▶ [Directions] Turn the part of the records that opens with the line containing "of the player" and runs through the last line into a Markdown table, with a "No." column numbering the rows and a "Text" column holding each line. Leave out any blank lines.

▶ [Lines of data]
## begin
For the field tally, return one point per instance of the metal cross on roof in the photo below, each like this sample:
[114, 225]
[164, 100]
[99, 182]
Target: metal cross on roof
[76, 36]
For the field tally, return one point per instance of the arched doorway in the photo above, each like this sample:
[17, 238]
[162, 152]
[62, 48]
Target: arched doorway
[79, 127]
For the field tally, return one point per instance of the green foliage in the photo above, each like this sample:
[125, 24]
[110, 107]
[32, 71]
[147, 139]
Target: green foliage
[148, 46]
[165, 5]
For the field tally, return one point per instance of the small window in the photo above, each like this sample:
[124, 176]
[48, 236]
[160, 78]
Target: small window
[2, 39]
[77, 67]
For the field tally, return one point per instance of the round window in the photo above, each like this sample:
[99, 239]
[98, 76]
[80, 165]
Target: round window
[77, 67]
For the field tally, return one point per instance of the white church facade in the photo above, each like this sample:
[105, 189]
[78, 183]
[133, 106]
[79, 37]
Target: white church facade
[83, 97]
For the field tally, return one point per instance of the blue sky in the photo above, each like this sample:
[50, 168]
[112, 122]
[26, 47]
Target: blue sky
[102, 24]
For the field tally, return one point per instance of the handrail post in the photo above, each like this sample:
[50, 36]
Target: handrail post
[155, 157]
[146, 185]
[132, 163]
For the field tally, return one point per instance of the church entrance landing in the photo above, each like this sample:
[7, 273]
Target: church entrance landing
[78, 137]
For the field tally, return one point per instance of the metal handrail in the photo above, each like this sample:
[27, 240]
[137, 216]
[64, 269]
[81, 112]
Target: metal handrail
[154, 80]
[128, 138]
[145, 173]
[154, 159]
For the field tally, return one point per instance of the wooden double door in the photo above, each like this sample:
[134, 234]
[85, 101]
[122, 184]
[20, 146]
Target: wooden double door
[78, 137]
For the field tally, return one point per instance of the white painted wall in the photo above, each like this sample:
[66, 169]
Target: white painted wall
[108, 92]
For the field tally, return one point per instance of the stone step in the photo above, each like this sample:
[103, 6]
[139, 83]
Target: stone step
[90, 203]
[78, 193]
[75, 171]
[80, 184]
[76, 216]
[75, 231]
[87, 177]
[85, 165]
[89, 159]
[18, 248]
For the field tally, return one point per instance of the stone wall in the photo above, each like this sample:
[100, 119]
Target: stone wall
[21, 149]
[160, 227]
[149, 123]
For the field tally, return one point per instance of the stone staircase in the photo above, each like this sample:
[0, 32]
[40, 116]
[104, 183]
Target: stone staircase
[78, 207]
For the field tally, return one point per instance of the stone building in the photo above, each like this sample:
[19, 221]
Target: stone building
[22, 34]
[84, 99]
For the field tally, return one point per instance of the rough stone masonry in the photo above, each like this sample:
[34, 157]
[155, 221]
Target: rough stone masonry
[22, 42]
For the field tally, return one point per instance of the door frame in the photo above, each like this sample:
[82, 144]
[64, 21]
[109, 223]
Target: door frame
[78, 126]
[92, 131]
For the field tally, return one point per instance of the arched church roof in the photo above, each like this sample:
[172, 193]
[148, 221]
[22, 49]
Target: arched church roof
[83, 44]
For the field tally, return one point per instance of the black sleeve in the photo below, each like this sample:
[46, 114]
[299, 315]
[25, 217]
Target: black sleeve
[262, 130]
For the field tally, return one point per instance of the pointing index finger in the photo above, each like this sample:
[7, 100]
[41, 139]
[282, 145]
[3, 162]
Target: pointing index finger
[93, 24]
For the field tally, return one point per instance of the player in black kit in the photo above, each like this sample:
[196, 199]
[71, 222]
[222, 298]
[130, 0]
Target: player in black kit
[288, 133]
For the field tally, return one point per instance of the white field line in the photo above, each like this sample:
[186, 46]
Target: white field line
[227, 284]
## end
▶ [Expected answer]
| No. | Text |
|---|---|
| 1 | For the field tally, return one point per instance of the player in black kit in the photo above, each like this sample: |
| 2 | [196, 199] |
| 3 | [71, 222] |
| 4 | [222, 298] |
| 5 | [130, 0] |
| 6 | Target: player in black kit |
| 7 | [288, 133] |
| 8 | For the field tally, return one point per instance of the white field line in the photo above, each like this sample: |
| 9 | [186, 46] |
| 10 | Target: white field line |
| 11 | [227, 284] |